* _Document segment_:
++++++++++
The rubbish-geo service provides a geospatial backend for the Rubbish App.

Rubbish users perform "Rubbish runs", using the Rubbish grabber to clean up street curbs and logging the pickups in the Rubbish app. The rubbish-geo service slices provides statistical assays of this data that enables building reports and generating insights from what was found.

We hope to use it to eventually build out a community "trash map", helping organizations like welfare groups and business improvement districts better understand and prioritize cleanups efforts in their community.

contents

├── README.md
├── CONTRIBUTING.md
├── DEPLOY.md
├── python/
│   ├── rubbish_geo_client/   <- Python package encapsulating client logic.
│   ├── rubbish_geo_admin/    <- Python package encapsulating database admin.
│   ├── rubbish_geo_common/   <- Python package for shared code and fixtures.
│   ├── functions/            <- Functional API functions code.
│   └── migrations/           <- Database migrations.
├── scripts/                  <- Administrative scripts.
│   ├── deploy_postgis_db.sh  <- Database deploy and/or migration script.
│   ├── deploy_functional_api.sh        <- Deploys the functional API.
│   ├── deploy_db_listener.sh           <- Deploys the database listener.
│   ├── run_local_unit_tests.sh         <- Runs unit tests locally.
│   ├── run_dev_integration_tests.sh    <- Runs integration tests in dev.
│   └── run_local_integration_tests.sh  <- Runs integration tests locally.
++++++++++
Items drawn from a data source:
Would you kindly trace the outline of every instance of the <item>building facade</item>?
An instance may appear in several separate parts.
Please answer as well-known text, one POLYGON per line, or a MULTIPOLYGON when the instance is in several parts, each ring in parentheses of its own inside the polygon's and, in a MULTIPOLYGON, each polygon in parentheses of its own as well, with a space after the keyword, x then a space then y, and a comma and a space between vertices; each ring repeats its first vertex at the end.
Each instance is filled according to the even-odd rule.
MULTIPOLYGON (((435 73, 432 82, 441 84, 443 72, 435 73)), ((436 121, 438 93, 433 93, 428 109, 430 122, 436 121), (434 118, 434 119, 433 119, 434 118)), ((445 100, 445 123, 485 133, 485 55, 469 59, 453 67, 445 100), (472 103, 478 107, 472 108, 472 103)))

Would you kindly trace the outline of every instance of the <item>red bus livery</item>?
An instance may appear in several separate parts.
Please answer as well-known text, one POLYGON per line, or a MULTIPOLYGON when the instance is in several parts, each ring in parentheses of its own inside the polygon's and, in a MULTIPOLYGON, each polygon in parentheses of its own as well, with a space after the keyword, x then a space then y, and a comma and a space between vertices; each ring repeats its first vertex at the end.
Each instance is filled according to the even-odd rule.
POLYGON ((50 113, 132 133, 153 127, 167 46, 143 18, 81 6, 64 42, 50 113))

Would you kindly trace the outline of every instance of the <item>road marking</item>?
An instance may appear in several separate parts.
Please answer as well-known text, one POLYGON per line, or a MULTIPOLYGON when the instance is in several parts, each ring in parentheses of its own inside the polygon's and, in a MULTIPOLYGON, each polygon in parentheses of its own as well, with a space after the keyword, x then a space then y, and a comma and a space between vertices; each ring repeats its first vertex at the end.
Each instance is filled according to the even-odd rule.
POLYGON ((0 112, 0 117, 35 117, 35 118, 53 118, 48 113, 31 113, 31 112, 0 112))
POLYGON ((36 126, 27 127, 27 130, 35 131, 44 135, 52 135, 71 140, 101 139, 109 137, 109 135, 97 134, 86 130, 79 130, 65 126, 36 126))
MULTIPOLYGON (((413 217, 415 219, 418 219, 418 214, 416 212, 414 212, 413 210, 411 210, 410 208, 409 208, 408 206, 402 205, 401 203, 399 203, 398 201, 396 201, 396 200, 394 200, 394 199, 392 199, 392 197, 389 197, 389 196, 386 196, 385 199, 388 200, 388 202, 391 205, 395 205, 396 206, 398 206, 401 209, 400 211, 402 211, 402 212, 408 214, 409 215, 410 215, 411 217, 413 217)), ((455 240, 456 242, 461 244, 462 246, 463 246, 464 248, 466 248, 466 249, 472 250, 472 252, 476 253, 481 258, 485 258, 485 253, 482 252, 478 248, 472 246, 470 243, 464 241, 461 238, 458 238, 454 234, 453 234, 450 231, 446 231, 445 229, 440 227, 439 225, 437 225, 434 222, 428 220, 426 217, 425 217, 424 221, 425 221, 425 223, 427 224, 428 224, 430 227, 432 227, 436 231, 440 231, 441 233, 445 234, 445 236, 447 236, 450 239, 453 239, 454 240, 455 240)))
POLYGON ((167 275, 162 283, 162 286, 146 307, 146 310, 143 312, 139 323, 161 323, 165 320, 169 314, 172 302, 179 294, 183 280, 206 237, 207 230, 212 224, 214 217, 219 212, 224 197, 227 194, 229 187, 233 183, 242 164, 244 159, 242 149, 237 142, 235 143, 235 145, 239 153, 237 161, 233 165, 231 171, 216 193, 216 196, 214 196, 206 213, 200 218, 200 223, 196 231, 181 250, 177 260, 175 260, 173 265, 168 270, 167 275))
++++++++++
* _To do_:
According to the rubbish-geo service overview, what does the service provide for the Rubbish App? The items play no role in this.

* _Result_:
A geospatial backend.